WRITTEN TASK - Count the lines in the rows below that contain the string "distant". Give only the number.

Named region outline records:
>>>>>
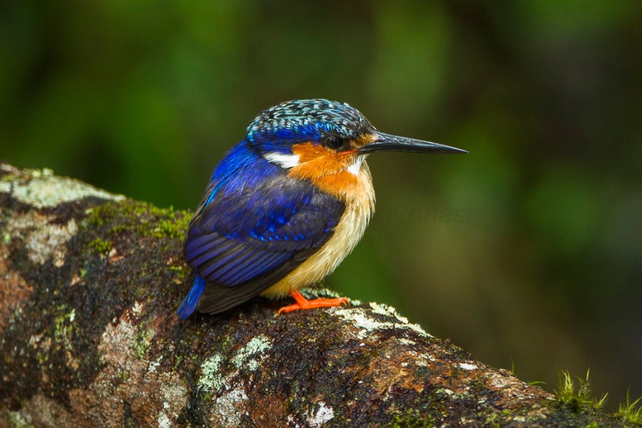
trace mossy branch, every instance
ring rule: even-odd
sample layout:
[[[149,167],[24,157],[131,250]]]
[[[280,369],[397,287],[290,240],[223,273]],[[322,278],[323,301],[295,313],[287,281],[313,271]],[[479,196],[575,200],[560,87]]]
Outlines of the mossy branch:
[[[623,423],[383,305],[277,316],[257,298],[180,322],[189,218],[0,164],[0,426]]]

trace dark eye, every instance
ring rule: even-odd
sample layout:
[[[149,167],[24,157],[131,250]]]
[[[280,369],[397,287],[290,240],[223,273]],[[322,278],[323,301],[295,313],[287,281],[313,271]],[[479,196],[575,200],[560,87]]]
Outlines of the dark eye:
[[[345,142],[339,137],[326,137],[322,144],[330,150],[339,150],[345,146]]]

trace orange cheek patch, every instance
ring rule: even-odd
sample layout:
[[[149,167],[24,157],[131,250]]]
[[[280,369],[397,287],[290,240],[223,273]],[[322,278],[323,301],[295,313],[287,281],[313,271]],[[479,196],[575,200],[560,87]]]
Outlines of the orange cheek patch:
[[[310,180],[324,192],[342,198],[358,187],[357,177],[345,170],[355,162],[356,152],[332,153],[311,143],[297,144],[292,151],[298,155],[300,164],[290,170],[290,177]]]

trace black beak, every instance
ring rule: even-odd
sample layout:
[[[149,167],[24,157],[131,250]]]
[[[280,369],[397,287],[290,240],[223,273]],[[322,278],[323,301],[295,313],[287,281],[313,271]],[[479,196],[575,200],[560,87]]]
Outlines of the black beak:
[[[375,138],[359,149],[360,154],[372,153],[378,151],[405,151],[415,153],[467,153],[461,148],[455,148],[449,146],[422,141],[414,138],[407,138],[391,136],[377,131]]]

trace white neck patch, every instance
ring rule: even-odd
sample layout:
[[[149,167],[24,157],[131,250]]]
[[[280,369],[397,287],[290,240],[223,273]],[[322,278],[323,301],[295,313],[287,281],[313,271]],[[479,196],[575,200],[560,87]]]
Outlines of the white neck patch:
[[[272,163],[276,163],[281,168],[290,168],[299,165],[299,155],[294,153],[287,155],[278,152],[265,153],[263,158]]]
[[[367,155],[361,155],[357,157],[357,160],[351,165],[347,167],[347,171],[354,175],[358,175],[359,171],[361,170],[361,164],[365,160]]]

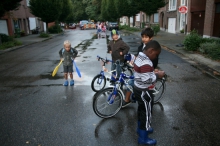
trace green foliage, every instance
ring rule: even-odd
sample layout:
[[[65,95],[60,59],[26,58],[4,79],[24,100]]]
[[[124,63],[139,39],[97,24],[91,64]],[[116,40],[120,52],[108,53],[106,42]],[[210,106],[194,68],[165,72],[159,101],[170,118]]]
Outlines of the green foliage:
[[[20,6],[22,0],[1,0],[0,2],[0,17],[11,10],[16,10]]]
[[[202,43],[220,43],[220,39],[215,38],[202,38]]]
[[[116,21],[119,18],[118,11],[116,10],[116,5],[114,0],[107,0],[106,1],[106,9],[108,12],[108,21]]]
[[[48,38],[48,37],[50,37],[50,35],[48,33],[42,32],[42,33],[40,33],[40,37],[41,38]]]
[[[119,26],[120,30],[128,30],[128,31],[140,31],[139,28],[135,28],[135,27],[129,27],[128,25],[120,25]]]
[[[108,15],[109,13],[106,8],[107,1],[108,0],[102,0],[102,4],[101,4],[101,19],[102,20],[109,20],[110,19],[109,15]]]
[[[183,44],[186,50],[196,51],[198,50],[201,41],[202,37],[198,35],[196,30],[193,30],[185,37]]]
[[[65,0],[30,0],[31,13],[41,18],[46,23],[54,22],[59,19],[63,9],[65,9]]]
[[[73,19],[74,21],[88,20],[89,17],[86,14],[87,4],[82,2],[82,0],[72,0],[73,1]],[[88,3],[89,5],[89,3]]]
[[[180,30],[180,33],[184,33],[184,29]]]
[[[160,31],[160,25],[158,25],[158,24],[152,25],[151,28],[154,31],[154,35],[157,35],[157,33]]]
[[[62,32],[62,28],[60,25],[56,24],[48,28],[49,33],[60,33]]]
[[[73,22],[73,2],[71,0],[63,0],[64,7],[62,9],[62,13],[60,14],[59,18],[57,19],[59,22]]]
[[[157,10],[164,7],[166,4],[165,0],[138,0],[136,2],[139,10],[145,12],[149,16],[157,13]]]
[[[140,11],[138,10],[138,7],[136,6],[135,0],[114,0],[116,11],[118,13],[118,17],[122,16],[135,16]]]
[[[202,43],[200,45],[199,51],[203,54],[207,54],[214,60],[220,60],[220,43],[217,41]]]

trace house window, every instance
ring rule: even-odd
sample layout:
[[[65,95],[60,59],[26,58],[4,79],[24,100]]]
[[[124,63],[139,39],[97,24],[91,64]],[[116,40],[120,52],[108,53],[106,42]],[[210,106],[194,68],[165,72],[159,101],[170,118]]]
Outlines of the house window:
[[[159,19],[158,19],[158,13],[154,13],[154,23],[158,23]]]
[[[220,13],[220,3],[216,4],[216,13]]]
[[[169,0],[169,11],[176,10],[176,0]]]
[[[28,6],[28,7],[30,6],[29,1],[30,1],[30,0],[26,0],[26,2],[27,2],[27,6]]]
[[[186,5],[186,0],[181,0],[181,5]]]
[[[136,15],[136,21],[140,21],[140,14]]]

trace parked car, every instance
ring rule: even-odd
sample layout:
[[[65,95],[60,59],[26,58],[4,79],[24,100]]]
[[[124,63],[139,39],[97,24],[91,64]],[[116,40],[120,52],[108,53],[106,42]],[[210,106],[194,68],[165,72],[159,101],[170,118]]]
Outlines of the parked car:
[[[107,29],[108,30],[112,30],[112,29],[119,30],[118,22],[108,22]]]
[[[69,28],[70,29],[76,29],[76,24],[75,23],[69,23]]]
[[[80,29],[84,29],[84,24],[87,24],[89,21],[88,20],[81,20],[80,22],[79,22],[79,27],[80,27]]]
[[[88,22],[86,24],[84,24],[84,29],[96,29],[96,25],[93,22]]]

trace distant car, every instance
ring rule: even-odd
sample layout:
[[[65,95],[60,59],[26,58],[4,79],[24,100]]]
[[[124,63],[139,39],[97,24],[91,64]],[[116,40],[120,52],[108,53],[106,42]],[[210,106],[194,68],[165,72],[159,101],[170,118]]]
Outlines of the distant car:
[[[70,29],[76,29],[76,24],[75,23],[70,23],[69,28]]]
[[[119,30],[118,22],[108,22],[107,29],[108,30],[112,30],[112,29]]]
[[[88,22],[87,24],[84,24],[84,29],[96,29],[96,25],[94,22]]]
[[[79,22],[79,27],[80,27],[80,29],[84,29],[84,24],[87,24],[89,21],[88,20],[81,20],[80,22]]]

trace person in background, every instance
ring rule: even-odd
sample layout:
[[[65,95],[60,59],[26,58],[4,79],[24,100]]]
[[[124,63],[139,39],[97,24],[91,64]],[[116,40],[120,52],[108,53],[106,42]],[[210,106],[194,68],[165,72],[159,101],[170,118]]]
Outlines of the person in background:
[[[64,41],[64,48],[59,51],[60,59],[63,61],[64,86],[68,86],[68,74],[70,76],[70,86],[74,85],[73,80],[73,60],[76,58],[78,51],[71,47],[69,40]]]

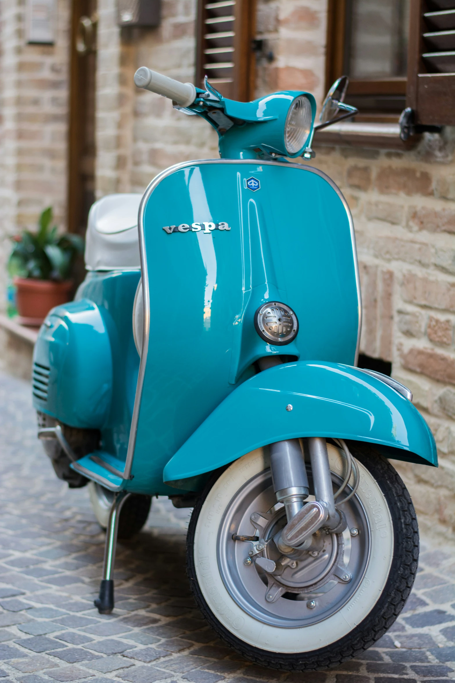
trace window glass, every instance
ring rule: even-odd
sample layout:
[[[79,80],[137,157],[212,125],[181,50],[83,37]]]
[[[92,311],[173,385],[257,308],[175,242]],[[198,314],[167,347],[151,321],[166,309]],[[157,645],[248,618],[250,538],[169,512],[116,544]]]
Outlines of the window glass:
[[[345,66],[351,79],[406,76],[409,0],[351,0],[347,19]]]

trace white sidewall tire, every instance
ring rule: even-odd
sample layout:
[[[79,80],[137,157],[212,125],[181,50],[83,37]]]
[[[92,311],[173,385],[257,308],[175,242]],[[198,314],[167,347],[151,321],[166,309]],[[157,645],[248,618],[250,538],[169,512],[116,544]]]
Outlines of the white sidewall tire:
[[[340,473],[342,460],[328,446],[330,469]],[[319,623],[296,628],[270,626],[244,612],[231,598],[218,569],[218,531],[224,511],[239,489],[269,466],[267,449],[257,449],[233,462],[218,479],[204,501],[194,531],[194,570],[200,589],[216,619],[235,637],[274,653],[310,652],[347,636],[377,604],[390,572],[394,528],[387,501],[377,482],[357,460],[357,490],[370,527],[370,548],[365,574],[355,593],[341,609]]]

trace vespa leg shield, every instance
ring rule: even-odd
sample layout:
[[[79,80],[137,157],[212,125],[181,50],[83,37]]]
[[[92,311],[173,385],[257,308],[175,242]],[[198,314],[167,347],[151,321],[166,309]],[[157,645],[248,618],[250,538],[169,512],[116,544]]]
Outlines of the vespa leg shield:
[[[110,614],[114,609],[114,564],[117,548],[117,534],[119,518],[122,506],[131,495],[126,491],[119,491],[114,495],[109,522],[106,531],[103,578],[100,586],[99,597],[94,601],[100,614]]]

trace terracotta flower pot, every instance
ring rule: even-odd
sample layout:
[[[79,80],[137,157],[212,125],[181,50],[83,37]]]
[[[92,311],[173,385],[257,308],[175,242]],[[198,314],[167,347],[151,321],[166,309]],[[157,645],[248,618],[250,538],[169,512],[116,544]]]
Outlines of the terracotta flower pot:
[[[51,308],[69,301],[72,280],[55,282],[15,277],[16,303],[18,322],[23,325],[39,326]]]

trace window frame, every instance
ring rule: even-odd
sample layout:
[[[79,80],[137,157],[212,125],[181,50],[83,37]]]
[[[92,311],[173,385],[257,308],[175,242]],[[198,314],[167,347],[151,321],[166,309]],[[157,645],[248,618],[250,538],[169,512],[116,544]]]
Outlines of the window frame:
[[[349,0],[328,0],[325,90],[344,73],[344,48]],[[411,0],[412,1],[412,0]],[[407,77],[349,79],[350,95],[407,95]],[[403,107],[404,108],[404,107]],[[360,111],[357,121],[390,123],[398,120],[399,113]]]

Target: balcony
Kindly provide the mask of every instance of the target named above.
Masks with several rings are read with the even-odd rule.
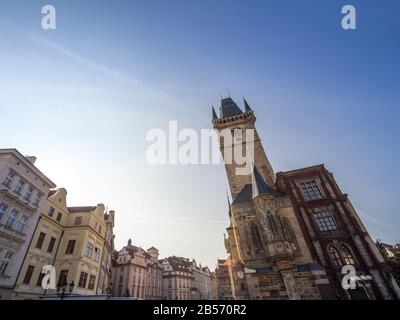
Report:
[[[26,234],[19,232],[13,228],[7,227],[4,224],[0,224],[0,233],[6,234],[8,236],[11,236],[15,240],[23,243],[26,238]]]

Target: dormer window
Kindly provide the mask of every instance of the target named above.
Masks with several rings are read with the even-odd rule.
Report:
[[[38,192],[38,193],[36,194],[35,200],[33,201],[33,204],[34,204],[35,206],[38,206],[41,199],[42,199],[42,194]]]
[[[24,182],[22,180],[19,180],[17,186],[15,187],[15,192],[18,194],[21,194],[23,186],[24,186]]]
[[[300,184],[300,187],[303,192],[304,198],[307,201],[322,199],[322,193],[319,189],[318,184],[314,180],[303,182]]]
[[[29,187],[28,190],[26,190],[26,194],[24,197],[26,201],[31,201],[32,193],[33,193],[33,188]]]
[[[11,182],[12,182],[13,177],[14,177],[14,174],[13,174],[12,172],[9,172],[8,175],[7,175],[7,177],[6,177],[6,179],[4,180],[3,184],[4,184],[6,187],[9,188],[10,185],[11,185]]]

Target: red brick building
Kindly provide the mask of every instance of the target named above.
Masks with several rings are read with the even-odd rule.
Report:
[[[276,179],[277,188],[290,195],[310,251],[325,269],[338,299],[399,298],[399,287],[382,255],[348,195],[324,165],[280,172]],[[362,278],[357,290],[342,288],[344,265],[353,265]]]

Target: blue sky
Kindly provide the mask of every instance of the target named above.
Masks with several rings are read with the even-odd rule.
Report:
[[[341,28],[341,8],[357,30]],[[52,4],[57,29],[41,28]],[[399,236],[398,1],[2,1],[1,147],[38,157],[70,205],[117,211],[163,256],[225,256],[220,165],[150,166],[152,128],[209,128],[245,95],[275,171],[325,163],[373,238]]]

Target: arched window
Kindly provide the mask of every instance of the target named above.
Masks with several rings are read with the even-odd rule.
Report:
[[[254,243],[256,249],[262,249],[260,230],[255,223],[251,224],[251,240]]]
[[[351,254],[349,248],[347,248],[344,244],[340,246],[340,253],[342,254],[342,258],[345,264],[355,264],[353,255]]]
[[[268,215],[268,226],[271,229],[274,238],[278,238],[278,229],[276,227],[275,219],[272,214]]]
[[[340,259],[339,251],[334,247],[329,247],[329,256],[336,267],[341,267],[343,265],[342,259]]]
[[[285,233],[286,240],[288,240],[288,241],[293,240],[293,238],[294,238],[293,230],[290,225],[290,222],[286,218],[282,219],[282,226],[283,226],[283,232]]]

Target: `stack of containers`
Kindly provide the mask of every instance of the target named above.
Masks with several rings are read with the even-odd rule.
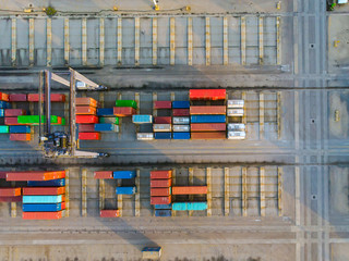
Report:
[[[172,101],[172,138],[190,139],[190,102]]]
[[[151,171],[151,204],[156,216],[170,216],[172,171]]]
[[[190,100],[219,101],[226,100],[225,89],[191,89]],[[226,105],[191,105],[191,138],[192,139],[225,139],[226,138]]]
[[[154,110],[171,110],[171,101],[154,101]],[[156,116],[154,117],[153,132],[155,139],[171,139],[172,130],[171,116]]]

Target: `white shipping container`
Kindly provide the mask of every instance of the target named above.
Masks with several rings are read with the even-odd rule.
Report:
[[[189,124],[190,120],[189,117],[173,117],[172,122],[173,124]]]
[[[171,124],[153,124],[154,132],[171,132]]]
[[[172,130],[176,133],[189,133],[190,125],[173,125]]]
[[[245,132],[228,132],[228,139],[245,139]]]
[[[243,108],[244,100],[228,100],[227,107],[228,108]]]
[[[228,116],[243,116],[243,109],[228,109]]]
[[[154,133],[137,133],[137,140],[153,140]]]

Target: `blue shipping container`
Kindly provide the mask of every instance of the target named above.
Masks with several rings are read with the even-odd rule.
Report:
[[[226,123],[226,115],[193,115],[191,123]]]
[[[190,133],[172,133],[173,139],[190,139]]]
[[[154,204],[155,209],[172,209],[172,204]]]
[[[10,133],[31,133],[31,126],[10,126]]]
[[[63,187],[65,186],[65,178],[58,178],[47,182],[27,182],[28,187]]]
[[[189,109],[189,101],[172,101],[172,109]]]
[[[155,216],[171,216],[171,210],[155,210]]]
[[[23,204],[24,212],[50,212],[62,210],[61,203]]]
[[[155,133],[155,139],[171,139],[171,133]]]
[[[97,116],[113,116],[113,108],[97,109]]]
[[[112,172],[113,178],[132,178],[135,177],[135,171],[117,171]]]
[[[135,187],[117,187],[117,195],[133,195],[136,192]]]
[[[59,203],[62,195],[57,196],[23,196],[23,203]]]

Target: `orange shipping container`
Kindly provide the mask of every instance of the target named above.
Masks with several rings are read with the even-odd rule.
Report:
[[[207,194],[207,186],[176,186],[172,187],[173,195]]]

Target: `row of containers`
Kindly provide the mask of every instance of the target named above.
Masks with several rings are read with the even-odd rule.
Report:
[[[24,220],[59,220],[65,210],[65,171],[0,172],[0,179],[23,184],[1,187],[1,202],[22,202]]]
[[[43,97],[44,100],[44,97]],[[32,139],[32,126],[39,125],[45,122],[46,117],[39,115],[29,115],[31,113],[24,109],[14,108],[14,104],[23,102],[38,102],[38,94],[3,94],[0,92],[0,134],[10,134],[10,140],[29,141]],[[65,96],[62,94],[52,94],[52,102],[64,102]],[[65,119],[51,115],[52,125],[65,125]]]

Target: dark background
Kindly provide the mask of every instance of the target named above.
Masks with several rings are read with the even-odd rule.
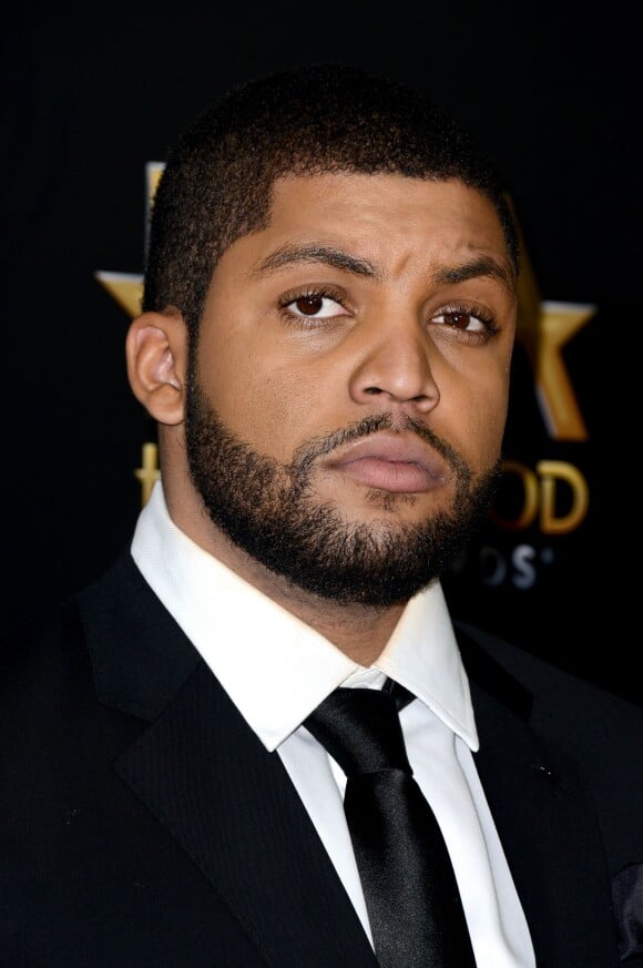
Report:
[[[129,316],[95,273],[142,272],[146,163],[162,162],[229,85],[350,61],[425,88],[459,115],[506,179],[541,299],[593,307],[563,351],[586,439],[548,434],[519,345],[506,440],[507,456],[532,470],[572,465],[589,512],[564,534],[490,519],[445,582],[453,610],[641,702],[632,18],[613,3],[238,4],[225,16],[214,4],[173,16],[4,4],[0,624],[96,577],[141,506],[133,471],[154,434],[125,378]],[[528,587],[517,554],[531,563]]]

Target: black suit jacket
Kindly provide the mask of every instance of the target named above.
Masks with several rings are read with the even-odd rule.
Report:
[[[616,968],[643,709],[457,629],[539,968]],[[1,968],[376,968],[278,754],[129,553],[0,658]]]

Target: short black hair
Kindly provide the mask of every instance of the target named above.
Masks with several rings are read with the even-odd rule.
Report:
[[[518,273],[501,180],[456,121],[425,92],[323,63],[232,89],[180,135],[153,202],[143,310],[176,306],[194,335],[218,259],[265,227],[275,181],[327,172],[461,181],[493,204]]]

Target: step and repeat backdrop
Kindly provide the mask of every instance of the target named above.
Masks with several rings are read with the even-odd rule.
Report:
[[[351,61],[433,92],[491,153],[523,236],[502,486],[453,611],[643,702],[642,307],[631,14],[542,4],[150,6],[3,14],[2,609],[95,578],[157,473],[124,338],[167,145],[232,84]]]

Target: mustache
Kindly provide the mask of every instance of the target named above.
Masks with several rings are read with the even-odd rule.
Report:
[[[370,437],[371,434],[377,434],[378,430],[392,430],[396,434],[416,434],[447,461],[461,482],[468,485],[471,480],[472,471],[468,461],[450,444],[438,437],[433,430],[426,427],[420,420],[415,420],[406,415],[400,416],[395,414],[375,414],[371,417],[356,420],[354,424],[349,424],[339,430],[334,430],[331,434],[313,437],[297,448],[289,469],[295,473],[306,472],[319,457],[325,457],[338,447],[353,444],[363,437]]]

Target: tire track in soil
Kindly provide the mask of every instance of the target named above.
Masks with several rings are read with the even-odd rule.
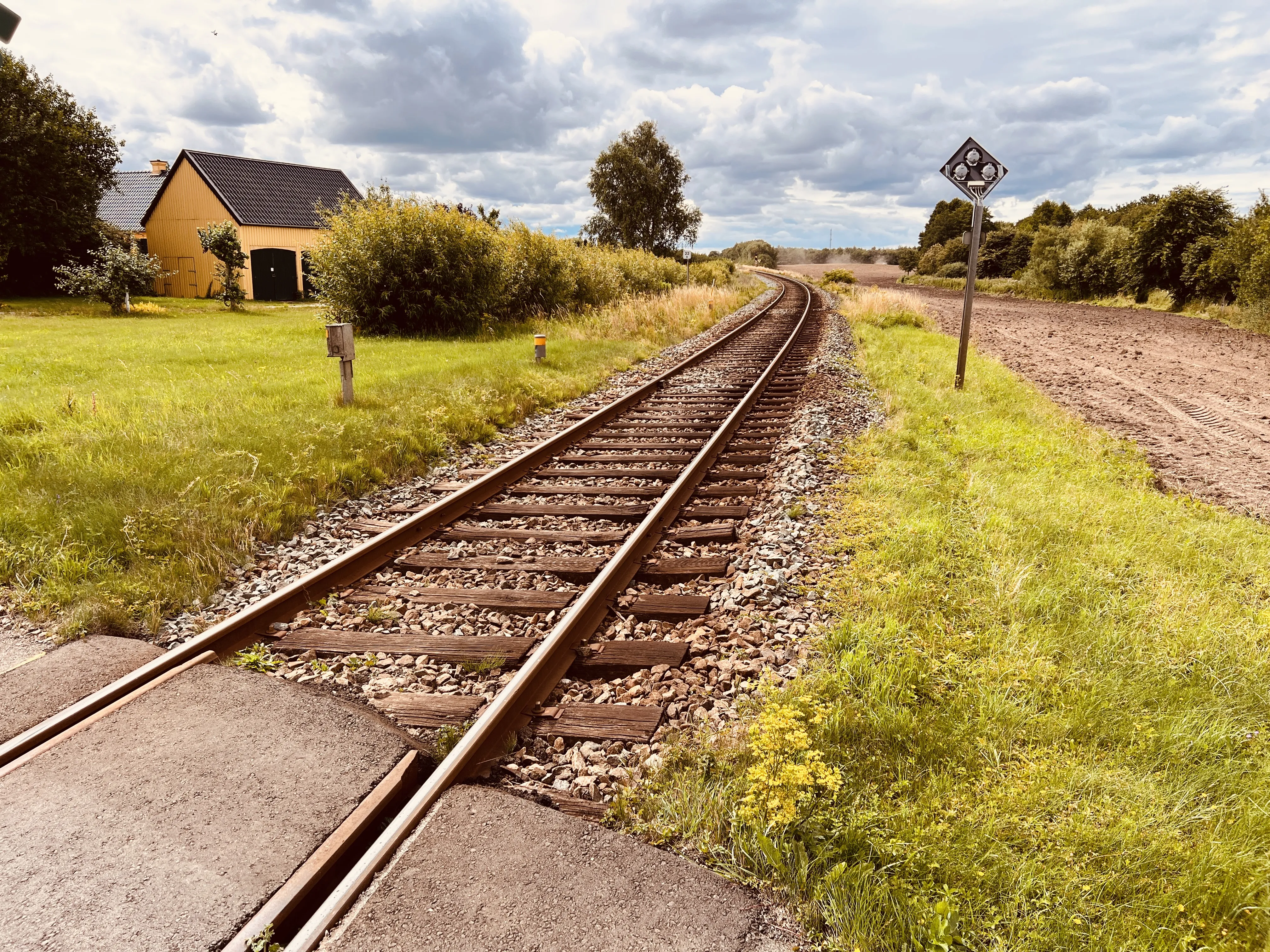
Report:
[[[958,334],[960,292],[904,289]],[[1165,486],[1270,518],[1270,336],[1180,314],[980,294],[973,339],[1087,423],[1135,440]]]

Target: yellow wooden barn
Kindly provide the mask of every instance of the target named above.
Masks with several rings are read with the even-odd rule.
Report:
[[[249,258],[248,297],[306,297],[302,253],[323,235],[315,209],[334,208],[345,194],[361,198],[339,169],[182,150],[141,218],[147,250],[164,269],[155,293],[207,297],[218,291],[216,259],[199,246],[198,228],[229,220]]]

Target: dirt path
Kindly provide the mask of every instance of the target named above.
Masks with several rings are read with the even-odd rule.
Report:
[[[958,333],[960,292],[906,291]],[[1160,311],[982,294],[973,334],[1053,400],[1137,440],[1165,485],[1270,518],[1270,336]]]

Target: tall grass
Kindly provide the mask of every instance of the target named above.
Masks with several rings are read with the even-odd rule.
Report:
[[[836,949],[1265,948],[1270,529],[996,362],[954,391],[919,319],[847,312],[889,423],[842,448],[837,621],[772,701],[827,711],[838,792],[744,823],[756,741],[690,744],[632,823]]]
[[[754,293],[678,288],[497,335],[362,338],[349,407],[315,307],[234,316],[160,298],[142,302],[160,316],[112,320],[104,306],[11,302],[0,581],[32,612],[67,613],[66,633],[154,630],[257,539],[583,393]],[[544,324],[549,359],[535,364]]]

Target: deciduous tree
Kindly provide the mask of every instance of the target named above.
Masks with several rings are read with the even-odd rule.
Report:
[[[1234,208],[1219,188],[1179,185],[1165,195],[1137,230],[1139,300],[1146,301],[1152,288],[1167,291],[1179,305],[1194,297],[1199,265],[1208,254],[1191,255],[1187,277],[1187,249],[1200,239],[1224,237],[1233,225]]]
[[[110,314],[123,314],[131,294],[154,291],[163,273],[159,259],[144,255],[131,241],[127,246],[107,244],[89,251],[88,264],[53,268],[58,291],[74,297],[90,297],[110,306]]]
[[[961,237],[970,230],[970,217],[973,213],[974,206],[961,198],[954,198],[951,202],[939,202],[931,212],[931,217],[926,221],[926,227],[922,228],[922,234],[917,239],[918,249],[925,253],[935,245],[942,245],[955,237]],[[992,212],[984,208],[983,230],[992,231],[993,227],[996,226],[992,221]]]
[[[216,279],[221,283],[217,297],[231,311],[241,311],[246,300],[246,291],[243,289],[246,255],[243,254],[243,242],[239,241],[234,222],[221,221],[198,228],[198,244],[216,259]]]
[[[99,244],[97,207],[121,145],[91,109],[0,50],[0,275],[17,278],[20,264],[23,284],[51,283],[53,264]]]
[[[602,245],[672,254],[681,242],[693,244],[701,209],[683,197],[688,175],[671,145],[657,135],[657,124],[641,122],[599,154],[587,187],[596,199],[583,234]]]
<<<<<
EXERCISE OUTPUT - 2